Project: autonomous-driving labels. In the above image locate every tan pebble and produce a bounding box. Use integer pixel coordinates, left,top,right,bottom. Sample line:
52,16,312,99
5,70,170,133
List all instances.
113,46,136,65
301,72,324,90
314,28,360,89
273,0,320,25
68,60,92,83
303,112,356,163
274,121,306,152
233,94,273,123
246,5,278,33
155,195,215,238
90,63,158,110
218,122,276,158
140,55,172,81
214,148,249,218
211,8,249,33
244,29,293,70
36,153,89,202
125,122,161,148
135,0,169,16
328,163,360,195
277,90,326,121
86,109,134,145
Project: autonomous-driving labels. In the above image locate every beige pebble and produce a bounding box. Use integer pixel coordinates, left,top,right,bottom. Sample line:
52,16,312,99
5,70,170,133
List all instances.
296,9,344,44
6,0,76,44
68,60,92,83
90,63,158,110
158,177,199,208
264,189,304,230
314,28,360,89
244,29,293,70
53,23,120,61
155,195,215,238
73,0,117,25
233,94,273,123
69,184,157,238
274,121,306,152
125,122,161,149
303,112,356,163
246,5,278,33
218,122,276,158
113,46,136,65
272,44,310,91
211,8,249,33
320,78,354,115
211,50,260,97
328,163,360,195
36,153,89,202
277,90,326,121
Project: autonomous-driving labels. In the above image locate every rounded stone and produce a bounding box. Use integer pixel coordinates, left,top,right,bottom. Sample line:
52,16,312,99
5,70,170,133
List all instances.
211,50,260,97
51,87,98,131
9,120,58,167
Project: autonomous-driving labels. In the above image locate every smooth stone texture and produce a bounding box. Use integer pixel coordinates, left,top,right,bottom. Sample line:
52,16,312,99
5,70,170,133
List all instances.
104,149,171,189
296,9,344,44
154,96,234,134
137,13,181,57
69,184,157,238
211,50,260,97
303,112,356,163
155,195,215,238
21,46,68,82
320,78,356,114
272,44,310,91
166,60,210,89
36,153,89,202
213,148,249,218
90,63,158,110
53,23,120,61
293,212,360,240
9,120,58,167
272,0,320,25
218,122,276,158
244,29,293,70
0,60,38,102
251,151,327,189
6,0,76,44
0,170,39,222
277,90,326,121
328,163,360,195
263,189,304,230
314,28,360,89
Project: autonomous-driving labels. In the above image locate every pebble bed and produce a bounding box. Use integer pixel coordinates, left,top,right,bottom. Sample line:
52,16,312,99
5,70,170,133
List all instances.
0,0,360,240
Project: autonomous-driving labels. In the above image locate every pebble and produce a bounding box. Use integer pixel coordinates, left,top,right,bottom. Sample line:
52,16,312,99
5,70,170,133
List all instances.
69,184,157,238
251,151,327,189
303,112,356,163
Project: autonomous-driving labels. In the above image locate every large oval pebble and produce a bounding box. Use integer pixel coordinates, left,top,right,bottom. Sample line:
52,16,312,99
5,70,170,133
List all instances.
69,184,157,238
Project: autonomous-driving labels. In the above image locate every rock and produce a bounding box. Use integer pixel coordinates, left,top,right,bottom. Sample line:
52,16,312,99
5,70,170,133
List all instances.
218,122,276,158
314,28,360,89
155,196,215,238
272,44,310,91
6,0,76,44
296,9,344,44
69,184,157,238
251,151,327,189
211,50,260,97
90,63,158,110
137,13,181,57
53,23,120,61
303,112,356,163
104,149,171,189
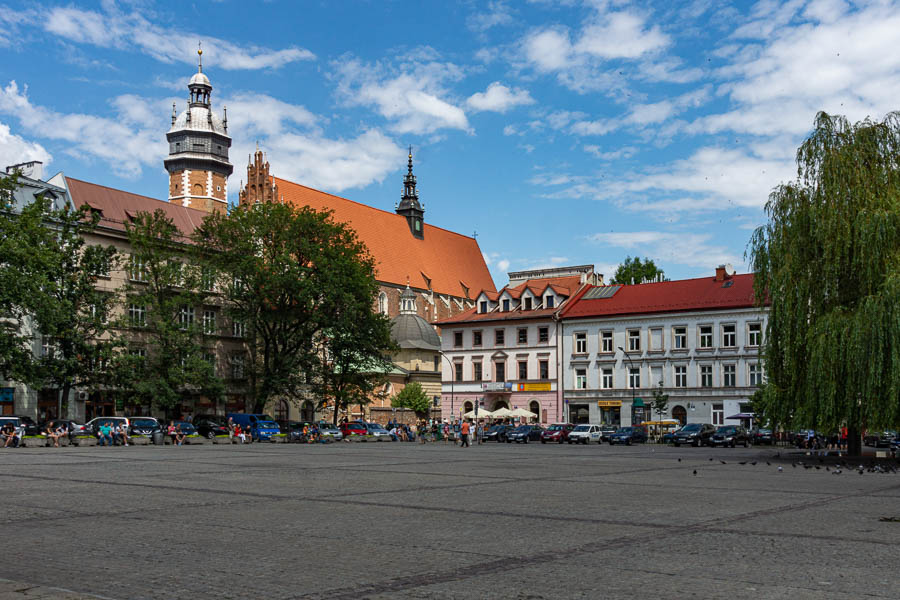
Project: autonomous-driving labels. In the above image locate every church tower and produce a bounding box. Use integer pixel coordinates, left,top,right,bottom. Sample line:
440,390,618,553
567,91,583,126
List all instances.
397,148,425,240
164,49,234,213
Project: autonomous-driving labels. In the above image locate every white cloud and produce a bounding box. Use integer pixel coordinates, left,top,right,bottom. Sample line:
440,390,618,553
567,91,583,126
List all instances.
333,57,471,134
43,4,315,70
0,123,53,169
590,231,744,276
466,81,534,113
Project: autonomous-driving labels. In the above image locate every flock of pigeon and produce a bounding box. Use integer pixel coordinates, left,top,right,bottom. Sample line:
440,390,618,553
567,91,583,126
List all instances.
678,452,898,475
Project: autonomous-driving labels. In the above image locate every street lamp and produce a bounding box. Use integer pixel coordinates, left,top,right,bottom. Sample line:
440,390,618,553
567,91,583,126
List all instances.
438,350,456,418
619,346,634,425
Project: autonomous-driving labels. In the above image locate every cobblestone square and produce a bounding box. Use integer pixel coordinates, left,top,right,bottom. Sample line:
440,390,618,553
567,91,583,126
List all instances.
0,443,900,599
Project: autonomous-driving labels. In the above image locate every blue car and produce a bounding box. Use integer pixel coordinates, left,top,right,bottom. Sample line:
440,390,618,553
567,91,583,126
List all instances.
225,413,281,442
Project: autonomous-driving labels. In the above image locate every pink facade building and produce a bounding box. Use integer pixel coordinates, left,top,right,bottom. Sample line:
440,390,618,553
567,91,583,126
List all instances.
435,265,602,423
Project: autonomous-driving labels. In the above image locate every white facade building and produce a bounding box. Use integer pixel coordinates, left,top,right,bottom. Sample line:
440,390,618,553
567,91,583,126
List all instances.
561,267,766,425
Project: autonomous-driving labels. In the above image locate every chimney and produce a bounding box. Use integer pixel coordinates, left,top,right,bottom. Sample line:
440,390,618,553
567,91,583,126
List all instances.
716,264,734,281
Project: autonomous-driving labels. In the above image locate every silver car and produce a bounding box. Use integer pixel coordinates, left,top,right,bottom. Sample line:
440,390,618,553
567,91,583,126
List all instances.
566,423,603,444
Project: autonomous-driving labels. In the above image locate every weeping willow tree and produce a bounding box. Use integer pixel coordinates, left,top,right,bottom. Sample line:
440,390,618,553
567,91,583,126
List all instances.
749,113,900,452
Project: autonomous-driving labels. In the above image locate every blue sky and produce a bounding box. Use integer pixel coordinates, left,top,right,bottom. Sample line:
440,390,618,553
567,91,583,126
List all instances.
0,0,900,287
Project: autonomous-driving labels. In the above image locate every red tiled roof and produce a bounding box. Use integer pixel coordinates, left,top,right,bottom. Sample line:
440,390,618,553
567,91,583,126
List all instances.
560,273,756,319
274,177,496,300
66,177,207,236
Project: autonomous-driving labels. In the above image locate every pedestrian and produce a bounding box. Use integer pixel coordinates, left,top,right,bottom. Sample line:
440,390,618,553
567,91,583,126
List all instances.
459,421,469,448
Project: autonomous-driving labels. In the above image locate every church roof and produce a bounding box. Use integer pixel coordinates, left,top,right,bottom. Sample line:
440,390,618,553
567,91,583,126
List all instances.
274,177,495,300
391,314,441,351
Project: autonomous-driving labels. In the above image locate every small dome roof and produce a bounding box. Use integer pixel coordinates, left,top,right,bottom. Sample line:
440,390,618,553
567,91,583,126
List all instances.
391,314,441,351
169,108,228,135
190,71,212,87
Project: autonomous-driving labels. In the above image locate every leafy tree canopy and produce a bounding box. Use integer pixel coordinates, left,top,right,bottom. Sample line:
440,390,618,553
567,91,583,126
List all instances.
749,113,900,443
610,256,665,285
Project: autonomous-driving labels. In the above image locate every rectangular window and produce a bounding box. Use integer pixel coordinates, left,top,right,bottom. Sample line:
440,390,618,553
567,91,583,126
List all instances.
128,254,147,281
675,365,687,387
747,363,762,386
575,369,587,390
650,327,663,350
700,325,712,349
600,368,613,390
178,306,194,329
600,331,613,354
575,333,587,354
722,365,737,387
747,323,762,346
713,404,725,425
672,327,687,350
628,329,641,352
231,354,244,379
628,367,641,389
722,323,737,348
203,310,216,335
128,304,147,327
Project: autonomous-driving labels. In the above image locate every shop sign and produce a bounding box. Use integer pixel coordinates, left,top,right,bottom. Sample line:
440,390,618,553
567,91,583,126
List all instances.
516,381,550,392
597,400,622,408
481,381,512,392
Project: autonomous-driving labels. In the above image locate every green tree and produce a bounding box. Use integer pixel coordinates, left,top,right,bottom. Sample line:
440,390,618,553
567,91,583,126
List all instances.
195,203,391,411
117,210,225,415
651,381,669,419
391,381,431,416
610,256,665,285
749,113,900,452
* * *
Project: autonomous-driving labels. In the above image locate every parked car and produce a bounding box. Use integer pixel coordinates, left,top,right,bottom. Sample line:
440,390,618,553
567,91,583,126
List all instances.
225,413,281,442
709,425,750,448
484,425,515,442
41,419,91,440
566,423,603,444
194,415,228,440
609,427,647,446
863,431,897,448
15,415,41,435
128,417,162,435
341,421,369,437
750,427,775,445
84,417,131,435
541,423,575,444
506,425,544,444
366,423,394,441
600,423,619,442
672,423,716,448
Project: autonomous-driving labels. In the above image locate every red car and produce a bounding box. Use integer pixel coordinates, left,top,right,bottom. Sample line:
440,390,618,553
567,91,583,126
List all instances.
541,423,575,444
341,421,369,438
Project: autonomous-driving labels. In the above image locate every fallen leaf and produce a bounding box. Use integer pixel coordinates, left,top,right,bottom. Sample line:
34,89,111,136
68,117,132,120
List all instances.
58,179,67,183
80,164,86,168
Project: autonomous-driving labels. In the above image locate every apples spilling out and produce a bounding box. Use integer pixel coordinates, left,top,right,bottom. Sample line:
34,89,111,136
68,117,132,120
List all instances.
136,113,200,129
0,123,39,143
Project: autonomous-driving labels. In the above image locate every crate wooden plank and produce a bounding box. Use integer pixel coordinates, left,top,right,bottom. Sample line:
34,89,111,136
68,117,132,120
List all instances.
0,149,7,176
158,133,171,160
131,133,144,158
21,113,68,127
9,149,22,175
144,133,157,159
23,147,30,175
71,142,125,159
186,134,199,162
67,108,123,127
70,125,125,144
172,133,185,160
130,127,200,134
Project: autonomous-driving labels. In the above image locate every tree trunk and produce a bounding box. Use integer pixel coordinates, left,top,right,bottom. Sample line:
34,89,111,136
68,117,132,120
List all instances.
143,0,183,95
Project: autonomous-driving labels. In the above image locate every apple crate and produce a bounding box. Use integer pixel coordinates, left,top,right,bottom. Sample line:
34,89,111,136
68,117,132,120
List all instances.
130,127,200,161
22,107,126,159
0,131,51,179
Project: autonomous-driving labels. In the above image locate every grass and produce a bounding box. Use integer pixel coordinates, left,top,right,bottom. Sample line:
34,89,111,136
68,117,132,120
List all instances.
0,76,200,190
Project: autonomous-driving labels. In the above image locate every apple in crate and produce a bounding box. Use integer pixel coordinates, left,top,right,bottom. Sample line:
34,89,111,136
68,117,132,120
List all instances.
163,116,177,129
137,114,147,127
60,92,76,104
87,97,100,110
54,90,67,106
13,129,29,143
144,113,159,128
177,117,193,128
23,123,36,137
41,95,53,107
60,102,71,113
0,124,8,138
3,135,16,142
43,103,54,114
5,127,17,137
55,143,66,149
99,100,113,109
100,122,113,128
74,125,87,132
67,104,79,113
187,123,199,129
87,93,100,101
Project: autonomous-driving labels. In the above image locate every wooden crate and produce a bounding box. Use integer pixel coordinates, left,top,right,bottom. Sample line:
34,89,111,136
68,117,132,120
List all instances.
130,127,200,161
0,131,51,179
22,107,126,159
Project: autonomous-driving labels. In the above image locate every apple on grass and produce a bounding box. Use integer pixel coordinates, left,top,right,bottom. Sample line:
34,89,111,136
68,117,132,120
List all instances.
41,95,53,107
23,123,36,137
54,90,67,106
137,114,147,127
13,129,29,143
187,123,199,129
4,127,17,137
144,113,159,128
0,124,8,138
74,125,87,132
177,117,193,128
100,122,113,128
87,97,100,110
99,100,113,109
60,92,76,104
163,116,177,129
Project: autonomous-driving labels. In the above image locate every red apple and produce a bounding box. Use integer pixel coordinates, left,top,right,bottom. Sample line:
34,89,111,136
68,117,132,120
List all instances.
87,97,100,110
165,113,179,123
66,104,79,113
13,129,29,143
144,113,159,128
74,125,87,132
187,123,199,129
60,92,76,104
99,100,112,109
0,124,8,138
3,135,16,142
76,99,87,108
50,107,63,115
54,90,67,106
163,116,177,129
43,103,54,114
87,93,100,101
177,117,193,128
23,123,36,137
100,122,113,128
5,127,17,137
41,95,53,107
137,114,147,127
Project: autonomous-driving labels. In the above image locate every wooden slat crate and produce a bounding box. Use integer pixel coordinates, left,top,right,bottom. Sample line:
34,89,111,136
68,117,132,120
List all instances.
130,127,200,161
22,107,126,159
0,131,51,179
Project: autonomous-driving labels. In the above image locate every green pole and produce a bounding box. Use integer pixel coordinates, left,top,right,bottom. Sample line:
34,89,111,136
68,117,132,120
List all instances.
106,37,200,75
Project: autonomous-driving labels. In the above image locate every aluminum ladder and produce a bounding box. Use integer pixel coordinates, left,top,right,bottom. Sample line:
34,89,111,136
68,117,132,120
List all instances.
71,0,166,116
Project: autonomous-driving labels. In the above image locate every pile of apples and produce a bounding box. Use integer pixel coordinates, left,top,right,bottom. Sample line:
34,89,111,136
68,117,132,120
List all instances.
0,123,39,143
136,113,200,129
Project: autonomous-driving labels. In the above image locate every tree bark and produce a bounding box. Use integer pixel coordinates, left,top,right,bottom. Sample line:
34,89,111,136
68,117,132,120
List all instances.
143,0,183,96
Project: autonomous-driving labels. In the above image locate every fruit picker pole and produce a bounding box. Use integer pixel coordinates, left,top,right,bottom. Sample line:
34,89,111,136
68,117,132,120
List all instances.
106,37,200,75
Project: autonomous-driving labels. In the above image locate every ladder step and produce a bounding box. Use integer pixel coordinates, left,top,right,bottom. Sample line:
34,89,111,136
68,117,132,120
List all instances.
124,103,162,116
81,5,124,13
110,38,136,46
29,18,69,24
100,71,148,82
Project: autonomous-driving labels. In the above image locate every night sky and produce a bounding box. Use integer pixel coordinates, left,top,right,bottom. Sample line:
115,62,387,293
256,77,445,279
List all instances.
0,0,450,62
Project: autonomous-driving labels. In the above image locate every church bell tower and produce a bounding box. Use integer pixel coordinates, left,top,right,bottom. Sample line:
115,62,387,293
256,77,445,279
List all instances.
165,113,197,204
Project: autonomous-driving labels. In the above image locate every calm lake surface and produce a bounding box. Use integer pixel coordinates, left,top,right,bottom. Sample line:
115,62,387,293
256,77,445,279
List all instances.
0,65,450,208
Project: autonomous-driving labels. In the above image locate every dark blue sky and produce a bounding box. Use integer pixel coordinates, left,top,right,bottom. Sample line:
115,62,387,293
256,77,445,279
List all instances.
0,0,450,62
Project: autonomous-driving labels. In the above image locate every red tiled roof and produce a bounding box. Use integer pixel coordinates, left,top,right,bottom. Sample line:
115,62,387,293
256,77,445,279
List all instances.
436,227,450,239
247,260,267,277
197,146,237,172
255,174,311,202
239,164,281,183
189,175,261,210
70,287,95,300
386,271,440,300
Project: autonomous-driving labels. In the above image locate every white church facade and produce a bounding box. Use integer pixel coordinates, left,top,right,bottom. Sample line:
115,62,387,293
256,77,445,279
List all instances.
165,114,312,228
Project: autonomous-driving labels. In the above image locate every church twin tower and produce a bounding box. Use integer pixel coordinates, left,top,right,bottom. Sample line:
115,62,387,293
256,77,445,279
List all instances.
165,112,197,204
---
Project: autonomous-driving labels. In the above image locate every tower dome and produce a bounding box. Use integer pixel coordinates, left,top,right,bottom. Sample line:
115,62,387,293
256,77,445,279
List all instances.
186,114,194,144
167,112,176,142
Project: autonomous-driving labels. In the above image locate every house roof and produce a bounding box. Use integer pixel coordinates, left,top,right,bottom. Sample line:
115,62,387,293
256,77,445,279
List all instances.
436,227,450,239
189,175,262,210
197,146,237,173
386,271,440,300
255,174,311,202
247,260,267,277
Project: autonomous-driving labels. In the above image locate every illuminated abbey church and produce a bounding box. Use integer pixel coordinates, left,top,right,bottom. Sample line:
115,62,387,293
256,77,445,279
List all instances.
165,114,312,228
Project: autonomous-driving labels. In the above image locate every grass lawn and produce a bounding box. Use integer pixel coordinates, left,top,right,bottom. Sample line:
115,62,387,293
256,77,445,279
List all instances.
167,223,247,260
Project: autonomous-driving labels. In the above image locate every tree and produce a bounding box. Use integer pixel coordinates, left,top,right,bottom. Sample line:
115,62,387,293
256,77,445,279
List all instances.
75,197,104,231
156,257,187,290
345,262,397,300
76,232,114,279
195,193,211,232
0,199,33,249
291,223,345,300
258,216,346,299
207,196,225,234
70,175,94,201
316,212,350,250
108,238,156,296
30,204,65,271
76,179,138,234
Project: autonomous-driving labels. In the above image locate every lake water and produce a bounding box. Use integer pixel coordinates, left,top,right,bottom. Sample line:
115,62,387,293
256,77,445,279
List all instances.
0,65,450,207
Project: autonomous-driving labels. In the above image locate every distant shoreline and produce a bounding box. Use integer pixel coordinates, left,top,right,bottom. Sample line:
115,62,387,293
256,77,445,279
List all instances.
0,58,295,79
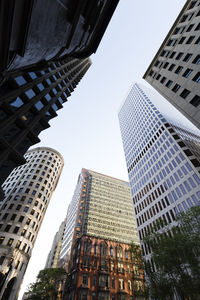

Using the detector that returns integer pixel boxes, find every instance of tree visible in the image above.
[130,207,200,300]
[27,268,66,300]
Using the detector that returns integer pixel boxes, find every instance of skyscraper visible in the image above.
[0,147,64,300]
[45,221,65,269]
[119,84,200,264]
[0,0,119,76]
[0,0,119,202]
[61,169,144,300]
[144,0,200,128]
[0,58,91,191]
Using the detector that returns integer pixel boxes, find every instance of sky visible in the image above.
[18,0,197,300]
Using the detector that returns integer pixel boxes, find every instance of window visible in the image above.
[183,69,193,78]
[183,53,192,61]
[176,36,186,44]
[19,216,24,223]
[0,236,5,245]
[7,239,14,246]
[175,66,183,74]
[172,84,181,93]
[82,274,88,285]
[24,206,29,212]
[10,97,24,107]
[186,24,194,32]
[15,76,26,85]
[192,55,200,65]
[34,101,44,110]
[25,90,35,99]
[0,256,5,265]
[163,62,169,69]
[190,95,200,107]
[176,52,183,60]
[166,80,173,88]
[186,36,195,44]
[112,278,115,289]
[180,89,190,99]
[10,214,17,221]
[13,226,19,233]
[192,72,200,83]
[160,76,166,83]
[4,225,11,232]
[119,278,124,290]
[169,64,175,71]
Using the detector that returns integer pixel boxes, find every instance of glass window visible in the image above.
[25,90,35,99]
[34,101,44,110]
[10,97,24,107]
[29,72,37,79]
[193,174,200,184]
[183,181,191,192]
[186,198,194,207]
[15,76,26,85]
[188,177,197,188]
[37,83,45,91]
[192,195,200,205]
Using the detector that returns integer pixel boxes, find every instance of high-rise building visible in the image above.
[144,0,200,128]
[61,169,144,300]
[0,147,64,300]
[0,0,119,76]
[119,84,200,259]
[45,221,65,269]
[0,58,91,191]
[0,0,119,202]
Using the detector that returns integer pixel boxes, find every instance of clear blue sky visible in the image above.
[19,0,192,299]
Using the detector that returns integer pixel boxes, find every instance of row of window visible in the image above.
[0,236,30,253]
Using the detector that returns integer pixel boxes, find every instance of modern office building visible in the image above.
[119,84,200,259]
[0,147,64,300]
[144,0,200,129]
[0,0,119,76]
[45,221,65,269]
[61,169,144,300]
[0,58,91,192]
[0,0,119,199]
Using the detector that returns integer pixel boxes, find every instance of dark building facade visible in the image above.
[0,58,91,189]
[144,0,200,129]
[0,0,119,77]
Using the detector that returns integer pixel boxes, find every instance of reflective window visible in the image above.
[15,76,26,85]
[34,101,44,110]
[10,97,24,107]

§ **Task objective**
Copy the items above word for word, from the line with "every grass lawn" up to and including the line with "76,179,138,234".

§ **The response**
Project: autonomous-driving labels. In the above image locate every grass lawn and produce a bounding box. Use integer pixel coordinates, left,top,right,bottom. Sample line:
115,62,387,293
256,77,445,279
List all instances.
167,223,247,260
Project: autonomous-driving labels. In the above image locate every tree and produce a bounding box. Use integer pixel coordinates, left,top,right,bottom. Sample line:
115,62,387,293
256,77,445,279
List all instances.
75,197,104,231
156,257,187,290
345,262,397,300
76,232,114,279
195,193,211,232
0,199,33,249
291,223,345,300
258,216,346,299
207,196,225,234
70,175,94,201
316,212,350,250
108,238,156,296
30,204,65,271
76,179,138,234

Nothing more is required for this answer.